(Source records)

>> START

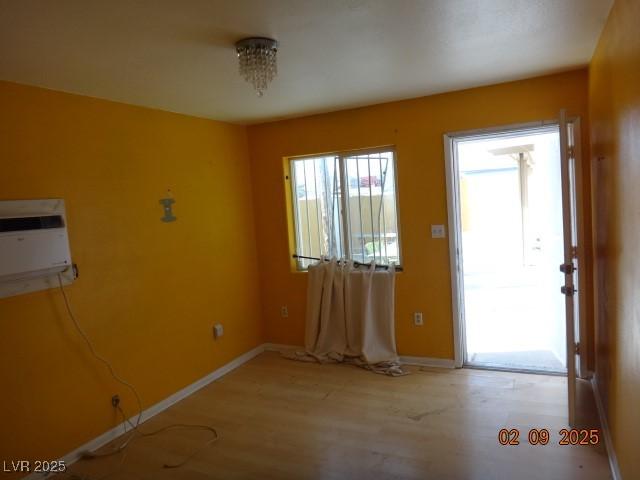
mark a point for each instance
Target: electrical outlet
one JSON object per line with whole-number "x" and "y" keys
{"x": 437, "y": 231}
{"x": 218, "y": 330}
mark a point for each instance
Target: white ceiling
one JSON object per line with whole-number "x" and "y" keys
{"x": 178, "y": 55}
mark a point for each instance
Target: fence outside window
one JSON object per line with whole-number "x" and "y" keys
{"x": 345, "y": 206}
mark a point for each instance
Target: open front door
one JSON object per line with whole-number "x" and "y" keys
{"x": 569, "y": 268}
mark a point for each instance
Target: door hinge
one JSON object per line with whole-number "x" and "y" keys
{"x": 567, "y": 268}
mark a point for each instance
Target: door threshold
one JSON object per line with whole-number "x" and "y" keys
{"x": 479, "y": 366}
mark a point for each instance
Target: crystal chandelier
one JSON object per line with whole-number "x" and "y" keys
{"x": 257, "y": 58}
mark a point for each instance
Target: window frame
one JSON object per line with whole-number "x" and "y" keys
{"x": 291, "y": 201}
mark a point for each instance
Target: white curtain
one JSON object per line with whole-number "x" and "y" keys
{"x": 350, "y": 316}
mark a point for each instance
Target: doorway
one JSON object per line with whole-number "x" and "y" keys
{"x": 509, "y": 242}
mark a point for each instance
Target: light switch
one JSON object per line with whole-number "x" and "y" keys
{"x": 437, "y": 231}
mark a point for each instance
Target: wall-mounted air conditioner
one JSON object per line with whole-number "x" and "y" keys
{"x": 34, "y": 246}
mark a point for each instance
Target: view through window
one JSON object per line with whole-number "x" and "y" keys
{"x": 345, "y": 206}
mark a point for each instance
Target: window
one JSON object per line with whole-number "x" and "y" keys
{"x": 345, "y": 206}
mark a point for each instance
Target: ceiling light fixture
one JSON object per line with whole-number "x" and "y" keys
{"x": 257, "y": 57}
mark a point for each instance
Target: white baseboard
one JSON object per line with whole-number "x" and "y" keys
{"x": 606, "y": 433}
{"x": 118, "y": 430}
{"x": 115, "y": 432}
{"x": 428, "y": 362}
{"x": 420, "y": 361}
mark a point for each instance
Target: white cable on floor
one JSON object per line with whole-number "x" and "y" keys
{"x": 135, "y": 427}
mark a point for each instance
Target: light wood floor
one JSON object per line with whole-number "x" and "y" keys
{"x": 281, "y": 419}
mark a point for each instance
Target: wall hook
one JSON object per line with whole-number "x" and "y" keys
{"x": 166, "y": 205}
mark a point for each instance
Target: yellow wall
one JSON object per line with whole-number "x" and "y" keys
{"x": 416, "y": 128}
{"x": 148, "y": 292}
{"x": 614, "y": 95}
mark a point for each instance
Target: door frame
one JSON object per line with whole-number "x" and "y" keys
{"x": 455, "y": 240}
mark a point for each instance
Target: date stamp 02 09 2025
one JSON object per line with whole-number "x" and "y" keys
{"x": 541, "y": 436}
{"x": 36, "y": 466}
{"x": 507, "y": 437}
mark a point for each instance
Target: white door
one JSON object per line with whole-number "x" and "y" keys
{"x": 569, "y": 268}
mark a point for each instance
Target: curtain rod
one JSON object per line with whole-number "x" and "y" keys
{"x": 357, "y": 264}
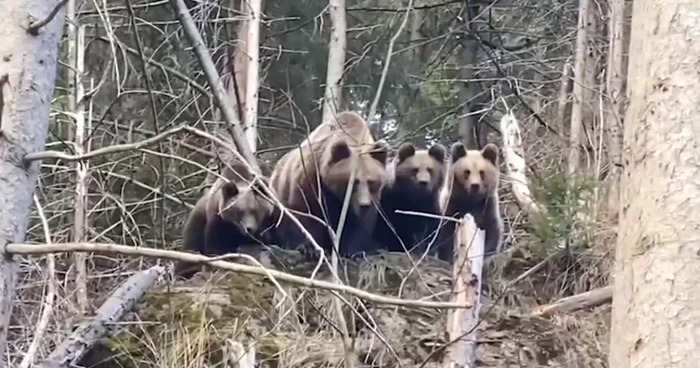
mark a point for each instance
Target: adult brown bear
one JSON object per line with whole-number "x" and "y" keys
{"x": 313, "y": 178}
{"x": 472, "y": 188}
{"x": 235, "y": 211}
{"x": 418, "y": 176}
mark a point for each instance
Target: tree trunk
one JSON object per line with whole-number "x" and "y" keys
{"x": 614, "y": 87}
{"x": 27, "y": 78}
{"x": 467, "y": 96}
{"x": 656, "y": 306}
{"x": 579, "y": 87}
{"x": 332, "y": 97}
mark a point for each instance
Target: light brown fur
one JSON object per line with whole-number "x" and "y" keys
{"x": 473, "y": 188}
{"x": 319, "y": 170}
{"x": 418, "y": 176}
{"x": 232, "y": 213}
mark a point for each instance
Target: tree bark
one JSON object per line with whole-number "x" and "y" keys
{"x": 656, "y": 306}
{"x": 579, "y": 87}
{"x": 332, "y": 97}
{"x": 27, "y": 79}
{"x": 615, "y": 91}
{"x": 252, "y": 83}
{"x": 469, "y": 56}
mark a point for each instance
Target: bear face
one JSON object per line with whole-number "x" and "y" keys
{"x": 370, "y": 174}
{"x": 244, "y": 206}
{"x": 475, "y": 173}
{"x": 422, "y": 170}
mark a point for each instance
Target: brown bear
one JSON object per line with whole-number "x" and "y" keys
{"x": 418, "y": 177}
{"x": 232, "y": 213}
{"x": 472, "y": 188}
{"x": 313, "y": 178}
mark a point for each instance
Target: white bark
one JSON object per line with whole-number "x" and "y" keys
{"x": 563, "y": 100}
{"x": 615, "y": 91}
{"x": 467, "y": 270}
{"x": 89, "y": 332}
{"x": 81, "y": 170}
{"x": 656, "y": 304}
{"x": 221, "y": 97}
{"x": 332, "y": 96}
{"x": 253, "y": 72}
{"x": 579, "y": 87}
{"x": 515, "y": 165}
{"x": 387, "y": 61}
{"x": 27, "y": 77}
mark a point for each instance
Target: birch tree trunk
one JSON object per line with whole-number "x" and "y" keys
{"x": 252, "y": 83}
{"x": 615, "y": 91}
{"x": 332, "y": 96}
{"x": 27, "y": 78}
{"x": 656, "y": 306}
{"x": 579, "y": 87}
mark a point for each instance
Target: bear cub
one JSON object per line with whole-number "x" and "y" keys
{"x": 313, "y": 180}
{"x": 230, "y": 214}
{"x": 418, "y": 177}
{"x": 473, "y": 189}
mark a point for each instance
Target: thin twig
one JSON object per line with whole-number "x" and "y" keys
{"x": 30, "y": 355}
{"x": 102, "y": 151}
{"x": 28, "y": 249}
{"x": 34, "y": 27}
{"x": 387, "y": 62}
{"x": 221, "y": 98}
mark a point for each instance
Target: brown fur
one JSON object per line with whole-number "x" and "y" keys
{"x": 418, "y": 176}
{"x": 230, "y": 214}
{"x": 473, "y": 189}
{"x": 313, "y": 178}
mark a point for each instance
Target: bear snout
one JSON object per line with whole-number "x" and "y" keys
{"x": 475, "y": 187}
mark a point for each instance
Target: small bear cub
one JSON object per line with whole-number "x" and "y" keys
{"x": 473, "y": 189}
{"x": 415, "y": 184}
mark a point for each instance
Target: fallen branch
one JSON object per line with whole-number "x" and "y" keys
{"x": 90, "y": 331}
{"x": 235, "y": 267}
{"x": 221, "y": 98}
{"x": 461, "y": 323}
{"x": 102, "y": 151}
{"x": 576, "y": 302}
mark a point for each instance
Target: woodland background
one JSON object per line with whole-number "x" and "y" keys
{"x": 456, "y": 68}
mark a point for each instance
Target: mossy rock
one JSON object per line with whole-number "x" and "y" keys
{"x": 196, "y": 323}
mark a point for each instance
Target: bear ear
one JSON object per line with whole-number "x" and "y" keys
{"x": 490, "y": 152}
{"x": 406, "y": 150}
{"x": 458, "y": 151}
{"x": 380, "y": 152}
{"x": 229, "y": 190}
{"x": 261, "y": 184}
{"x": 340, "y": 150}
{"x": 438, "y": 152}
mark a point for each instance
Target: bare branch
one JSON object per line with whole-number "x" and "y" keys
{"x": 34, "y": 27}
{"x": 90, "y": 331}
{"x": 461, "y": 323}
{"x": 102, "y": 151}
{"x": 576, "y": 302}
{"x": 27, "y": 249}
{"x": 387, "y": 62}
{"x": 332, "y": 96}
{"x": 220, "y": 96}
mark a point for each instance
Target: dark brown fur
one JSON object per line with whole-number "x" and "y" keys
{"x": 313, "y": 178}
{"x": 230, "y": 214}
{"x": 418, "y": 177}
{"x": 473, "y": 189}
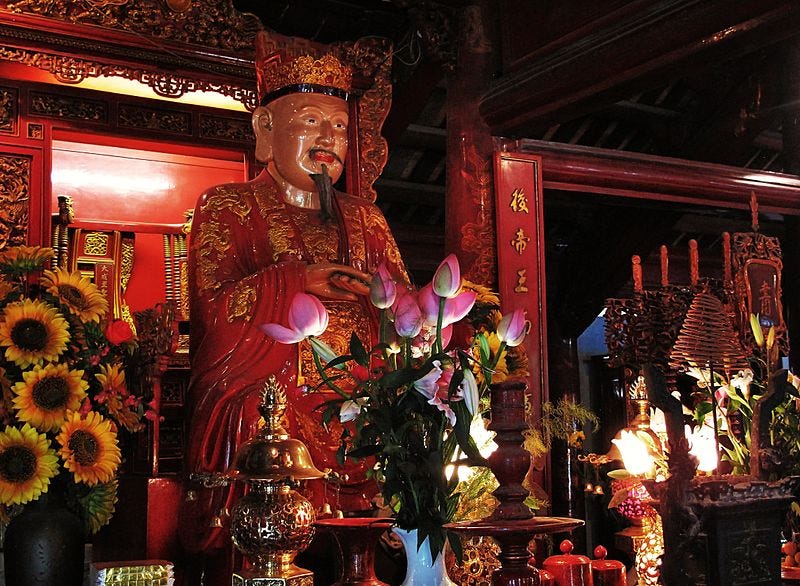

>> END

• [Requirement]: Return every line of the material above that contains the word "trunk".

• [Exercise result]:
Target: tree trunk
Target: birch tree trunk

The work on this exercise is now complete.